* **Instructions for the task**
Please gather every line of the records below that contains the word "wooden" and copy each of those lines in full.

********************

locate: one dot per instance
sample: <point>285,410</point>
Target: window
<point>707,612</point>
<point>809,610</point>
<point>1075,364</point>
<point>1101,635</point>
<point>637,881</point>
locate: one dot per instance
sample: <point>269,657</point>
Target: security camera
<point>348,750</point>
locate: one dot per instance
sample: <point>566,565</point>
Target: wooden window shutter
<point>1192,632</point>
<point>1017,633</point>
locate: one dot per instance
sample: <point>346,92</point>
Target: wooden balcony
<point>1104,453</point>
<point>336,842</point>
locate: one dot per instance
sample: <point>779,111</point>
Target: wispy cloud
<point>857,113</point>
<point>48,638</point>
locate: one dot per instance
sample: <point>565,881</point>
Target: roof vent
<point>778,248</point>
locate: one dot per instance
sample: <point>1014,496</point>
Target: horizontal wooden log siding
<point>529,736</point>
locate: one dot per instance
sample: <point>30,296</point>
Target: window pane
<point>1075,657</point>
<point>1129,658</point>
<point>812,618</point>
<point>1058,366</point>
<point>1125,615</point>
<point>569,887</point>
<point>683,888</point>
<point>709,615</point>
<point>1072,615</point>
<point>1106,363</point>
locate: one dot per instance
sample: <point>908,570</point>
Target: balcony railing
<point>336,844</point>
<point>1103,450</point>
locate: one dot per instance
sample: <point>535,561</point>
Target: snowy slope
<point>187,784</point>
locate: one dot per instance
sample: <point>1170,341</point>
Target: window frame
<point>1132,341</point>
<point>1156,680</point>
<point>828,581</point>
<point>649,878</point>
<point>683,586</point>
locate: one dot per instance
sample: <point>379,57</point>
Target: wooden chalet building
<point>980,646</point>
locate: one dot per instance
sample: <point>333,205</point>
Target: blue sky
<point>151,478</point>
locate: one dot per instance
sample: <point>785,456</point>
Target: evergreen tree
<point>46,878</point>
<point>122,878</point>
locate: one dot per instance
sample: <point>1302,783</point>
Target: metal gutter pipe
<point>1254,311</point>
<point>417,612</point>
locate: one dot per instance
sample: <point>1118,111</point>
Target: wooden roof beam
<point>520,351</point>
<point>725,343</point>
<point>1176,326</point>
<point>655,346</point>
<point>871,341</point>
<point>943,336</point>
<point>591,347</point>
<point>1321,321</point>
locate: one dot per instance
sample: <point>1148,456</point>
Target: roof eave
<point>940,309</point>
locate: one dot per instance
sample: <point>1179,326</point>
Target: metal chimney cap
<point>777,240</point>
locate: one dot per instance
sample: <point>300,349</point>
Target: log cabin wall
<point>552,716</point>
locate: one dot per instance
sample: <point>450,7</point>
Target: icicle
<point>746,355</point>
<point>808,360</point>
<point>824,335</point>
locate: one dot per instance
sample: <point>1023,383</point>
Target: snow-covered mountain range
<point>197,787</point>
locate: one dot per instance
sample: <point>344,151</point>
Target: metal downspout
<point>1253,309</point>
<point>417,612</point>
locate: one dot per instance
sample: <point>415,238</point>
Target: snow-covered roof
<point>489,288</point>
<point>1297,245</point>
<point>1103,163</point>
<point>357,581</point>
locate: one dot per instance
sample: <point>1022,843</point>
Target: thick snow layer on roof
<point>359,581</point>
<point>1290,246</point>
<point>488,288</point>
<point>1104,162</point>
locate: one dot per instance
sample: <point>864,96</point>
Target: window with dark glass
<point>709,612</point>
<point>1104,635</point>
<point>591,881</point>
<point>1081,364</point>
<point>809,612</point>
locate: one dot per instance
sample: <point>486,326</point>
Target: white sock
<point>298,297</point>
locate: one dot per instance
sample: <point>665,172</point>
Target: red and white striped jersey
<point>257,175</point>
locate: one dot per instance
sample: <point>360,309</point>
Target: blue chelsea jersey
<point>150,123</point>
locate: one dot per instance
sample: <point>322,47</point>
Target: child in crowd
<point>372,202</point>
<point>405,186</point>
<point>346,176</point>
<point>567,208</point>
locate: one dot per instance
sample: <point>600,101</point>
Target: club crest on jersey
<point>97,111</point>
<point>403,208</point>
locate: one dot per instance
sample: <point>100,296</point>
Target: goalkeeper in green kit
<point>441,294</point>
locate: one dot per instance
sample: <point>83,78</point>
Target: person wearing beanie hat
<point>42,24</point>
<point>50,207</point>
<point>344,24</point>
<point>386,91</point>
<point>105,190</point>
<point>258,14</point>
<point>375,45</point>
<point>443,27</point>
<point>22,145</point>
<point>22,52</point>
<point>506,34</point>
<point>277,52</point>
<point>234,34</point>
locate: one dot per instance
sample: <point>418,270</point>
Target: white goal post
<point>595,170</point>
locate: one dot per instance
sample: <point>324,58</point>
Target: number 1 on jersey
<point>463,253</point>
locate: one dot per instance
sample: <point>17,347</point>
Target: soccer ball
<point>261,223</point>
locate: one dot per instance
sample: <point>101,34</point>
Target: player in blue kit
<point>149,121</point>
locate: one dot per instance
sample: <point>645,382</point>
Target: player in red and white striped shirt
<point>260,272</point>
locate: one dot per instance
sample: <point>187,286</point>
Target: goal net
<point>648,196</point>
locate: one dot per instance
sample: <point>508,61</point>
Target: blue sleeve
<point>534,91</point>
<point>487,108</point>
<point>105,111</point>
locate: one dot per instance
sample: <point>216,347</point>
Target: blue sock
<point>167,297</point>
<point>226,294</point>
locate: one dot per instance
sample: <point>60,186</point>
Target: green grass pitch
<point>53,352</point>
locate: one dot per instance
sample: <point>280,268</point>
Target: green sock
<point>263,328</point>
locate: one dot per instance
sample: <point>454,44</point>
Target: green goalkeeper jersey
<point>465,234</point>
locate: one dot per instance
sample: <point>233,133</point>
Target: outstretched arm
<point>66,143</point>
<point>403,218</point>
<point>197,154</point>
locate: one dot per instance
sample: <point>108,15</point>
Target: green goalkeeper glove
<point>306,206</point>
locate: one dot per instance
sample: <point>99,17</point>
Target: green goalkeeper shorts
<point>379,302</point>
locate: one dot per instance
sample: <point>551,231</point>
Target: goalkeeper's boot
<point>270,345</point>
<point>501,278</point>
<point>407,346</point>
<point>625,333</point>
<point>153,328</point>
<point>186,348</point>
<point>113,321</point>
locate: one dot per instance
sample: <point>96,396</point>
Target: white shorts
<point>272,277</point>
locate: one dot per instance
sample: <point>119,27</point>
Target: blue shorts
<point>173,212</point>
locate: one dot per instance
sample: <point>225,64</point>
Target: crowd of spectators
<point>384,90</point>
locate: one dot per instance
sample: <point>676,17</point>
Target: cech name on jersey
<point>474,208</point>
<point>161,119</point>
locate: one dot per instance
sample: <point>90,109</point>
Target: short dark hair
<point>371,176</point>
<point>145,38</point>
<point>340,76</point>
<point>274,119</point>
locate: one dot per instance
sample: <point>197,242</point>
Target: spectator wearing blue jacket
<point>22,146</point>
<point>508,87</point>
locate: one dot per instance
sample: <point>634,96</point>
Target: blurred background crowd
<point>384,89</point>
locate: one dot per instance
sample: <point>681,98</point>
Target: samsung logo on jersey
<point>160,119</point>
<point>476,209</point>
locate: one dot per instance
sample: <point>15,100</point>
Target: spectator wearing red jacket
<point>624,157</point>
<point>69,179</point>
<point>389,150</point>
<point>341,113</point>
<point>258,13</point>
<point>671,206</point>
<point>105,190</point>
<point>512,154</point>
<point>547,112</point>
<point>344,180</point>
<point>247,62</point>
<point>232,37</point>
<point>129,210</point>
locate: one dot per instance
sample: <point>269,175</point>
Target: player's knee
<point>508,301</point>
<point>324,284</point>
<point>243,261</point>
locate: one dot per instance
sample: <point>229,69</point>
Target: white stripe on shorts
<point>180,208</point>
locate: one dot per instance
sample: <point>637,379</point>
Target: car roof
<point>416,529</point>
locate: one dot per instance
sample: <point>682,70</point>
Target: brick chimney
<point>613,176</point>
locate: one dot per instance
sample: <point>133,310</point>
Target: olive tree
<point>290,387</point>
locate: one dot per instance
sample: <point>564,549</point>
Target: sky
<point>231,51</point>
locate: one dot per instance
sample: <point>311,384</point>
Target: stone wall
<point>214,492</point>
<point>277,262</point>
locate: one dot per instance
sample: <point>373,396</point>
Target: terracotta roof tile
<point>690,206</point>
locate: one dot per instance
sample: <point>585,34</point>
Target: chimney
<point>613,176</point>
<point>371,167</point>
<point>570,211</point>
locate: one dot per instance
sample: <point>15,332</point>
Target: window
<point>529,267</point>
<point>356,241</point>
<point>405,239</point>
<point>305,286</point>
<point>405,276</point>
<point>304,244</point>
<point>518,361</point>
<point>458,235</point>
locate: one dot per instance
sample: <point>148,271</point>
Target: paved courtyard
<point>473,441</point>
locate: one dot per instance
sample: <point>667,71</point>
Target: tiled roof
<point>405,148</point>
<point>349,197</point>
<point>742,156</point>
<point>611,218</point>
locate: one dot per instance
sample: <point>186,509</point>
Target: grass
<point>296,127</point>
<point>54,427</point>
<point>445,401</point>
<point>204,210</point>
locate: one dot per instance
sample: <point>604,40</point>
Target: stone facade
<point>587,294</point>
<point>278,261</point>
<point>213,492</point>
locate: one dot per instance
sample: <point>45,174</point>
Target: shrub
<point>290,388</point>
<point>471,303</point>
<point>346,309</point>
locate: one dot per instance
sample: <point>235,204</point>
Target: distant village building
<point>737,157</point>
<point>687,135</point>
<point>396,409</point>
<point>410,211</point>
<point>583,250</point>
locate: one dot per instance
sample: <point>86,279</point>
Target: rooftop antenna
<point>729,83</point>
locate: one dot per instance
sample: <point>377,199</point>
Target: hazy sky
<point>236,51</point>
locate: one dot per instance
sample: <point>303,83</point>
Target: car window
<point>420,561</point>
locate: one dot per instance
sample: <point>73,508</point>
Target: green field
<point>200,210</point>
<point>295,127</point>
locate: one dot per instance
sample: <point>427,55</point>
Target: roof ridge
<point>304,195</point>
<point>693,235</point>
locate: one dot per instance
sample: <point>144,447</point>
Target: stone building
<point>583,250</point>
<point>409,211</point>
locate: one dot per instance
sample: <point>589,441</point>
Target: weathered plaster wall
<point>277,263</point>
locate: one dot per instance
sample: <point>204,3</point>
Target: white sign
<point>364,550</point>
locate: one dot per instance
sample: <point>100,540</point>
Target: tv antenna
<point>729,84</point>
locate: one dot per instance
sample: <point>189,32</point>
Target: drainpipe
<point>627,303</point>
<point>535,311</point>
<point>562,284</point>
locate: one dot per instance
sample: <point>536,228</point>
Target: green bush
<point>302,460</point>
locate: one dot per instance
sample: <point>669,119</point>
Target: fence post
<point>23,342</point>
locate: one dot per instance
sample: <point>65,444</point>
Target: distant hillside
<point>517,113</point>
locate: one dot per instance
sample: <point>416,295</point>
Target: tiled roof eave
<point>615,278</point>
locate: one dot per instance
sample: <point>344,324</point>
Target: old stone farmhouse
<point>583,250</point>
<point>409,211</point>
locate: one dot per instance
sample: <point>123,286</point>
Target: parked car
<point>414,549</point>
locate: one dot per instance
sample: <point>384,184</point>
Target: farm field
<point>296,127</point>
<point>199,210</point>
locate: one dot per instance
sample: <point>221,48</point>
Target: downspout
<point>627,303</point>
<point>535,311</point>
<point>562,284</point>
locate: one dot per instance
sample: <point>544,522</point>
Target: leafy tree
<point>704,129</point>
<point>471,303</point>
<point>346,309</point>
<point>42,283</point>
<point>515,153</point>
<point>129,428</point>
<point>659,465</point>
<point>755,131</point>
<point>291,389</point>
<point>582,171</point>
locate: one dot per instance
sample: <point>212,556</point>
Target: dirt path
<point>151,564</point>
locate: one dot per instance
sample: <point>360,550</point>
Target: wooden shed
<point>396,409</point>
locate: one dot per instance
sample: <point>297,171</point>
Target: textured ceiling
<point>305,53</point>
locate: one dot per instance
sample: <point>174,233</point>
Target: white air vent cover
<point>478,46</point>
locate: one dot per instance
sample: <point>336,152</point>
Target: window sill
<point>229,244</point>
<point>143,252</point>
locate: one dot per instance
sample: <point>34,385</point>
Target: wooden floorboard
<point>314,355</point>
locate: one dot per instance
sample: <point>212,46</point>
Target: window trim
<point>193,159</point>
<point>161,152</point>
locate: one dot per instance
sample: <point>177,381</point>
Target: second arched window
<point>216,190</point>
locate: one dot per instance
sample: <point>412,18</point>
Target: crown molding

********************

* **Exercise output**
Target: wooden window shutter
Target: wooden balcony
Target: horizontal wooden log siding
Target: wooden chalet building
Target: wooden roof beam
Target: wooden shed
Target: wooden floorboard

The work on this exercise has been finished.